Dataset entries
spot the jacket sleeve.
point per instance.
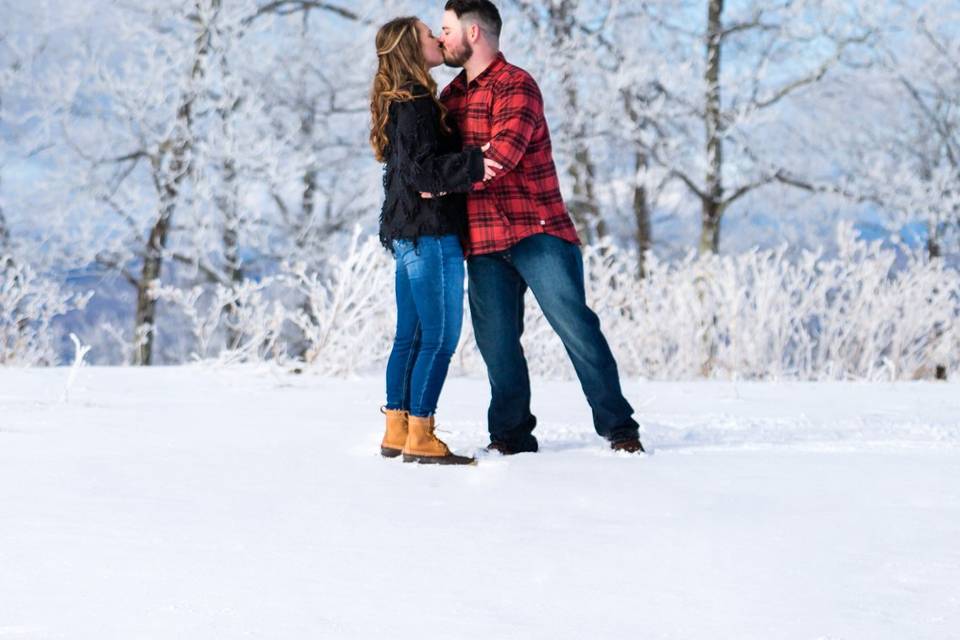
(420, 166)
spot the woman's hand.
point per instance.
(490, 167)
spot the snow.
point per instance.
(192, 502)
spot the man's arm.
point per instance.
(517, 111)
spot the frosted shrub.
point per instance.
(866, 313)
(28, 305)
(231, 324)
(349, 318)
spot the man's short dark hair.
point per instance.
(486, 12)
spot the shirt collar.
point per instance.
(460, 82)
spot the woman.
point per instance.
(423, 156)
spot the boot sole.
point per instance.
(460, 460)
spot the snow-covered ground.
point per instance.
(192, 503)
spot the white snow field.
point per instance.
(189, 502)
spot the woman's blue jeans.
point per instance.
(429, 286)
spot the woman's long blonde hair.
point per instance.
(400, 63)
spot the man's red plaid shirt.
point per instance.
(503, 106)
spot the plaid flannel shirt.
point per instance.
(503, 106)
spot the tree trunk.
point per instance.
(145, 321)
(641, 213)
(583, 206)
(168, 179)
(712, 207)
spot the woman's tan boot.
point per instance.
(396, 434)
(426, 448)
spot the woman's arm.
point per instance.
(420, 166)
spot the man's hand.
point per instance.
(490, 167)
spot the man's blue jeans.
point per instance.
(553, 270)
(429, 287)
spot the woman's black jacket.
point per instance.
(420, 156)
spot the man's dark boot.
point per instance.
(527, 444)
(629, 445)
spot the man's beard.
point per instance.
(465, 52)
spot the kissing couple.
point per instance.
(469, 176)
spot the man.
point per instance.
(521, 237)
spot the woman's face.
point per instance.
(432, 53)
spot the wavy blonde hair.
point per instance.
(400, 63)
==
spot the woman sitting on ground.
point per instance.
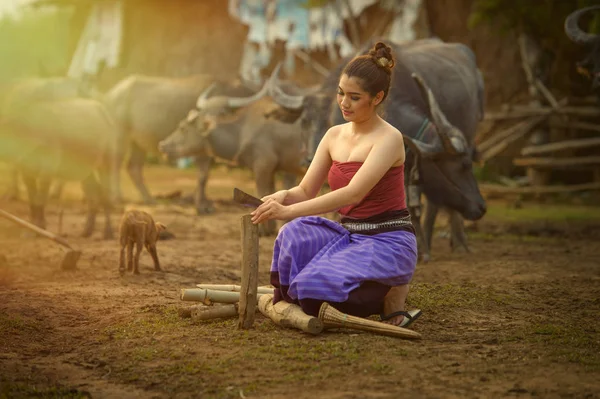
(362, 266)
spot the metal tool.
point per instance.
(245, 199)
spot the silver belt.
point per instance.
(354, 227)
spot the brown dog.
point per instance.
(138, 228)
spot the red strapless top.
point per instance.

__What the exercise asks__
The lines above that hold "hand" are the result; show every one of them.

__Response box__
spot the woman's hand.
spot the man's hand.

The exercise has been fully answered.